### Entries supplied

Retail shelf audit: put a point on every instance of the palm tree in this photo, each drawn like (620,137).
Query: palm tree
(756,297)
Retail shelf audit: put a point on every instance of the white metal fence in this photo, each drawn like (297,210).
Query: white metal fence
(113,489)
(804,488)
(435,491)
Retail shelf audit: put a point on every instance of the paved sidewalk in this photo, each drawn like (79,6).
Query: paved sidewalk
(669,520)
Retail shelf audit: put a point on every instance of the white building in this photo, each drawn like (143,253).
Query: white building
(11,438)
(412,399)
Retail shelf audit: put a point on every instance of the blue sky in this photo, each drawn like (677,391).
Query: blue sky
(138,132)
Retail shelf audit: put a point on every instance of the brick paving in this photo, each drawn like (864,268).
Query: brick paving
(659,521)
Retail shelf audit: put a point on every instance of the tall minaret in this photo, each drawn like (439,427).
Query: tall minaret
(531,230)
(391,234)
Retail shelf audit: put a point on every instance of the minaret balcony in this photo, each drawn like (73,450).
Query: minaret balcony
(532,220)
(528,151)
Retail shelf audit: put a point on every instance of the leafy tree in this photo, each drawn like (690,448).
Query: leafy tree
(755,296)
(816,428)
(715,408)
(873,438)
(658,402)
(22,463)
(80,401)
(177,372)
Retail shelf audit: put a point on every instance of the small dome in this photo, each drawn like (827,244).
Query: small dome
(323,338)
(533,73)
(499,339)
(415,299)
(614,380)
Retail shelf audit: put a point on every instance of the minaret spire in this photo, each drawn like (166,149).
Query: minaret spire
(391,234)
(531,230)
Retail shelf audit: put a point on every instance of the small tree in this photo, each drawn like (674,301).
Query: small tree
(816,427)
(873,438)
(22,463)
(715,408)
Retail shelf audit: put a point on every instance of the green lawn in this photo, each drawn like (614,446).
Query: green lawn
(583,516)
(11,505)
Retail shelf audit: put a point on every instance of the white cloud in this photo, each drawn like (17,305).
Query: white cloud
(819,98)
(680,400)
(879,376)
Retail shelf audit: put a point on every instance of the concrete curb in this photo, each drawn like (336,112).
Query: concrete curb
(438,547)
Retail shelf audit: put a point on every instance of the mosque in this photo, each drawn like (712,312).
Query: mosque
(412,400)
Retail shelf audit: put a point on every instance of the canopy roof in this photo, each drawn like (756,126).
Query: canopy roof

######

## Instructions to follow
Please copy out everything from the row containing "drawn like (827,244)." down to the final row. Shift every answer coordinate up by 4 and leave all other text unchanged.

## Answer for the task
Retail shelf audit: put a point on every instance of the small dome in this photo, each drawn like (827,244).
Query: small dome
(327,342)
(537,77)
(503,343)
(419,303)
(618,384)
Retail shelf audit: put a point on every instance of the minaret spire in this photo, each drawn like (166,149).
Query: minaret spire
(395,238)
(535,234)
Retail shelf audit: put a point on every instance of the small tree in this photo, each drawn like (674,301).
Query: small tree
(820,431)
(877,442)
(26,467)
(719,412)
Retail shelf audit: put a point on every instance of the green lawn in this photo, each drawn like (614,446).
Query: green lawn
(587,520)
(15,509)
Retail shelf audit: put a point on every instance of the white cloud in this photo, each drawn like (17,305).
Query: white cloud
(823,102)
(684,404)
(883,380)
Retail shelf audit: put a point on every instance of the concrete curb in this photo, each drawn like (336,112).
Query: concrete curb
(442,551)
Retail shelf audit: put a point on every instance of the mosque in this photo, each drawn like (712,312).
Query: mosque
(416,404)
Retail shelf audit: put a point on every instance of the canopy roof in this photo, each drawn like (756,126).
Query: canopy roof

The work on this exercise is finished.